──────── STUDY TEXT

Tweezed

The other day I needed to pull a splinter from my hand. I had to improvise on the removal because my tweezers were gone. A friendly, regretful TSA agent at Burlington International Airport had confiscated them a month ago. My tweezers were roughly 2 ½” long and pointed, so as to be useful in pulling splinters. The agent helpfully showed me a pair of blunt, useless tweezers and told me that if I had that type I could have gotten them through.
I didn’t take it up with him then, as I was in a hurry and not ready to endure whatever abuse the TSA dishes out to recalcitrant passengers, but let’s try a visualization exercise.
A man on a commercial flight stands up, pulls out a pair of 2 ½” long stainless steel tweezers, their wicked points glinting, and declares a hijacking. What happens next?
Here’s my most probable scenario. Chances are that everyone on the plane is already pissed off. They have fought traffic to get to the airport, endured petty humiliation as they partially disrobed at security, and probably waited in the plane for an hour and a half for a chance to take off. They know they have already missed their connections, so another bureaucratic kerfluffle isn’t going to cost them anything. There is the sound of a hundred seat belts clicking open, and then a feral growl from a hundred throats. There follows a brief period of mayhem, and the tweezer wielding hijacker is reduced to fist-sized chunks.
Perhaps you think that is extreme? Place yourself on that plane. You, along with every other inmate, are preoccupied with steaming, stewing resentment and thwarted plans. Then fate offers up a lightly armed hijacker, or even a heavily armed hijacker. You now have the opportunity, with a clear conscience, to literally rend the flesh and bone of some deserving moron. And you’ll be a hero. It’s like Christmas morning. Passengers will walk off the plane cheerfully whistling, sharing handi-wipes with complete strangers and tracking blood through the terminal.
A number of experts have pointed out that the two most effective deterrents to hijacking are now in place. First, locked and armored cockpit doors. Second, passengers with those 9/11 video clips in their minds, ready to fight dirty.

────────────────
──────── ENTRIES SHOWN

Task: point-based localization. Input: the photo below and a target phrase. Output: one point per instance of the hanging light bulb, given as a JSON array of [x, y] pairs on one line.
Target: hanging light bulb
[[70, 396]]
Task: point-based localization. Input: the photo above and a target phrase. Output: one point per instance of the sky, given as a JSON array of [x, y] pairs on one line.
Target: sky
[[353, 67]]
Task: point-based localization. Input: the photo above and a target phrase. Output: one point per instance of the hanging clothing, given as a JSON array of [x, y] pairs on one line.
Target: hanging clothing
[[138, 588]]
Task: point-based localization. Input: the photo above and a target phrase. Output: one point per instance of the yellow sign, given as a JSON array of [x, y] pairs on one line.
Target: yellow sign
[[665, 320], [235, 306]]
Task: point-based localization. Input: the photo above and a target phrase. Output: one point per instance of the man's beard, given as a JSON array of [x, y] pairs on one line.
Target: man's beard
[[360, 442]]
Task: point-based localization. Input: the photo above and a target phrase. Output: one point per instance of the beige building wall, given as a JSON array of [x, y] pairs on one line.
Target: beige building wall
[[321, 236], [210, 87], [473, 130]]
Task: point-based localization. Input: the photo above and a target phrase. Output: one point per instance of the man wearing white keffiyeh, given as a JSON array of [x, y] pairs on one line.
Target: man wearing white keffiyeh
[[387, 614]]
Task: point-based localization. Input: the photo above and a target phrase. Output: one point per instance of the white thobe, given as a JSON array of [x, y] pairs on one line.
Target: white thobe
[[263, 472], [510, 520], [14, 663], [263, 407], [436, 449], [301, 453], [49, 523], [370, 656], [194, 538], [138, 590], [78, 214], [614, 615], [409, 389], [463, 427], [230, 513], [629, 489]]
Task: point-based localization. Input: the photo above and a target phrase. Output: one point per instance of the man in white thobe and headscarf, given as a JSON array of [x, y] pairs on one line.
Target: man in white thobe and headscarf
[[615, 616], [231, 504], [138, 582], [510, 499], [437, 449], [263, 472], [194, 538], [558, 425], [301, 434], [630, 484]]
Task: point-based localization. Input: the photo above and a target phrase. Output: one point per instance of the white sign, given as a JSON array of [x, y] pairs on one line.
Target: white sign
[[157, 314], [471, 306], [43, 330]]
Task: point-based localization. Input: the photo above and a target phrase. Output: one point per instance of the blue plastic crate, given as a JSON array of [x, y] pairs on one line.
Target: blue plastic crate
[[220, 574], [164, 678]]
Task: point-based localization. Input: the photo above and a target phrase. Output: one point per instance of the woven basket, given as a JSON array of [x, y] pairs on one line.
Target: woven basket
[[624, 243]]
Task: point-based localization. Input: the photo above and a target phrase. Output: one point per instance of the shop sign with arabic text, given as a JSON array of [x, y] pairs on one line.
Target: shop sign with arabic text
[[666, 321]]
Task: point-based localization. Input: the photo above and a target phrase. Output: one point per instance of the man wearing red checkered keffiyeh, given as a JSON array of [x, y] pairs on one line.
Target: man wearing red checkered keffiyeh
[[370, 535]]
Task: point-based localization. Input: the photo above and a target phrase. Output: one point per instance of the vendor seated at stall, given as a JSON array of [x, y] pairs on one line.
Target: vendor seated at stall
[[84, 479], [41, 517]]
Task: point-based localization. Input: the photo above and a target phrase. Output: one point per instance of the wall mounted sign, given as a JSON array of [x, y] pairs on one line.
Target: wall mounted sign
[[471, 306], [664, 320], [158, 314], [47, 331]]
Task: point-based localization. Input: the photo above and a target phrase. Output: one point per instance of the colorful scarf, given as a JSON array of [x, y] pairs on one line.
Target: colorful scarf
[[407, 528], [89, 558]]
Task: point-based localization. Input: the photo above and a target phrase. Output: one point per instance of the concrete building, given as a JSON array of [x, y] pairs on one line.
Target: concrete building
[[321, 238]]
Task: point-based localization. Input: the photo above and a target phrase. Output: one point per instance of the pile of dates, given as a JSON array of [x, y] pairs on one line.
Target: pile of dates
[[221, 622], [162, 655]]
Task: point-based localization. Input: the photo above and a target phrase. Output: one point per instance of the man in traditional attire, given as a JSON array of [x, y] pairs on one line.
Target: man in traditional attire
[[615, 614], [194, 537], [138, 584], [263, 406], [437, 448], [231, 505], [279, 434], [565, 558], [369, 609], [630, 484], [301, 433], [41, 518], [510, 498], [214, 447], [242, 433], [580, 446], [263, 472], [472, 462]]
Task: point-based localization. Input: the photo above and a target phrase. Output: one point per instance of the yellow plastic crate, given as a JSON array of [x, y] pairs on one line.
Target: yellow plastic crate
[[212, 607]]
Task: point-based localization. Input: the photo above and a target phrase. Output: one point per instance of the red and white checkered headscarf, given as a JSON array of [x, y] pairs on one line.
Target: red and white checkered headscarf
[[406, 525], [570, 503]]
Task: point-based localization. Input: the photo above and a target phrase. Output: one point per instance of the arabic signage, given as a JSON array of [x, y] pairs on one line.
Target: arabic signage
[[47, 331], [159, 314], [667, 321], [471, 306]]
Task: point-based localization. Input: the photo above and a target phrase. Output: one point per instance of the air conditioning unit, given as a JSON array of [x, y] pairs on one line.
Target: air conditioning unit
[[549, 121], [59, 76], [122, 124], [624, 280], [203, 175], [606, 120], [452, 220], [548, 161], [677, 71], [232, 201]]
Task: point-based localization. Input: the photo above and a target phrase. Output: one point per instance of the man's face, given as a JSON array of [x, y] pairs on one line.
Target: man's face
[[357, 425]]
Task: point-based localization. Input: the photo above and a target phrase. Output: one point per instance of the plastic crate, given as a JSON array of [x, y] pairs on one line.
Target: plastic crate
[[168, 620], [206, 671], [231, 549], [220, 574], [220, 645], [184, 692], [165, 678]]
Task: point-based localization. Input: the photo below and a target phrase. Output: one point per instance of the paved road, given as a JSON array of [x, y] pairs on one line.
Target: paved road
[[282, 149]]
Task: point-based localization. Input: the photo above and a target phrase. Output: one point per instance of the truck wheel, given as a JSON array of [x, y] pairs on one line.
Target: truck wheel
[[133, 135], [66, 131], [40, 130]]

────────────────
──────── ENTRIES SHOWN

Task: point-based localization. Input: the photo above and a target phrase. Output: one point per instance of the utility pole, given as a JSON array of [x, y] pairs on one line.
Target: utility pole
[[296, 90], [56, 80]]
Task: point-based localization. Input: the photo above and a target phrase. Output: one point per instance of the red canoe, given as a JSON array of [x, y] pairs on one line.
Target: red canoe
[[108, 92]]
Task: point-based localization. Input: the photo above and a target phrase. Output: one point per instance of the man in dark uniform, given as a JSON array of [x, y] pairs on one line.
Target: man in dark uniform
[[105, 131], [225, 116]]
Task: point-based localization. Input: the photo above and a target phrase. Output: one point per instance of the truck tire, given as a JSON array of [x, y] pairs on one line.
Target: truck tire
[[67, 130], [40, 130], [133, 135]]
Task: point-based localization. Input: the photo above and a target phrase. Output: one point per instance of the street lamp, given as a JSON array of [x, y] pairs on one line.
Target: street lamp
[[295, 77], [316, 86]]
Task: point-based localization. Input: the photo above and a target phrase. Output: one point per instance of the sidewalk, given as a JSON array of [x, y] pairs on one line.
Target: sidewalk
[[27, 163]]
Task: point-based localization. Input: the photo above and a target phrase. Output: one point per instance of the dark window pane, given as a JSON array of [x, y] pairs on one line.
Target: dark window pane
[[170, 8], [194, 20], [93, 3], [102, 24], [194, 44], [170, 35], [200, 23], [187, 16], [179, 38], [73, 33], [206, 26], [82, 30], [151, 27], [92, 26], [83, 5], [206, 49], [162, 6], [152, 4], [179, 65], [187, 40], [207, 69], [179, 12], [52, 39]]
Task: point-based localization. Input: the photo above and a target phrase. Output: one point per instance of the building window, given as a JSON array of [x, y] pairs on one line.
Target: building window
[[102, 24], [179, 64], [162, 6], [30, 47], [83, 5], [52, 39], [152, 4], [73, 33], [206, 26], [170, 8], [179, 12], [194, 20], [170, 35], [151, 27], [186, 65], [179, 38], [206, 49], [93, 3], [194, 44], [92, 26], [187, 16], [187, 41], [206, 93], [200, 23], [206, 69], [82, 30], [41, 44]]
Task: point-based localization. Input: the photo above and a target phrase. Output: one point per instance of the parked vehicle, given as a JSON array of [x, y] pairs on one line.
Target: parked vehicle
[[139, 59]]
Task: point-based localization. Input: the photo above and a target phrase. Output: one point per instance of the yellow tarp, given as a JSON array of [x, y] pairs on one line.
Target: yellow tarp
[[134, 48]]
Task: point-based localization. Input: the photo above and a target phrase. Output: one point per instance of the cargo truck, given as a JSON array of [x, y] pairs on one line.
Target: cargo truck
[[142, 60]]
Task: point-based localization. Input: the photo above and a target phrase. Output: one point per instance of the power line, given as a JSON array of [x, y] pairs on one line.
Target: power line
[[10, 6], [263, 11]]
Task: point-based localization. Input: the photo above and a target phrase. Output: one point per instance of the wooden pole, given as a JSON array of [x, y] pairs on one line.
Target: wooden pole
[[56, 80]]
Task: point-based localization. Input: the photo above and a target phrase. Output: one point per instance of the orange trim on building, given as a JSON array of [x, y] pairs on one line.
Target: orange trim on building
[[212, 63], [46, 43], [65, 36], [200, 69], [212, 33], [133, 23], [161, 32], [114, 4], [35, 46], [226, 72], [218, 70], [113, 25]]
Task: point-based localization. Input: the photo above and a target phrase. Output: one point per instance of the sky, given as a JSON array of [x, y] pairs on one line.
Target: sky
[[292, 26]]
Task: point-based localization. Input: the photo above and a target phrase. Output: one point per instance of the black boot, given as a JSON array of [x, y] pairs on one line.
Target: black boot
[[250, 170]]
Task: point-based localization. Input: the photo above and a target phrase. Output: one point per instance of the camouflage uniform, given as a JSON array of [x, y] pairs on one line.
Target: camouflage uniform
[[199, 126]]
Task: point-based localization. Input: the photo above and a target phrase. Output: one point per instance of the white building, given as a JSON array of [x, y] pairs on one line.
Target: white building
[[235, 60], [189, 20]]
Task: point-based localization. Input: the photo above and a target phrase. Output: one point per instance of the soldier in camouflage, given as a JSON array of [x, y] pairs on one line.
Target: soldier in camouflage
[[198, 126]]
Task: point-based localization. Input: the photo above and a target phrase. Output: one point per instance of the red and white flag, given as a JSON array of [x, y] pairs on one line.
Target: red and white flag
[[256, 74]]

────────────────

▶ WHAT THE TASK ASKS
Copy the tweezers essay from "Perhaps you think" to "through the terminal.", swapping "Christmas morning" for "a birthday party".

▶ RESULT
Perhaps you think that is extreme? Place yourself on that plane. You, along with every other inmate, are preoccupied with steaming, stewing resentment and thwarted plans. Then fate offers up a lightly armed hijacker, or even a heavily armed hijacker. You now have the opportunity, with a clear conscience, to literally rend the flesh and bone of some deserving moron. And you’ll be a hero. It’s like a birthday party. Passengers will walk off the plane cheerfully whistling, sharing handi-wipes with complete strangers and tracking blood through the terminal.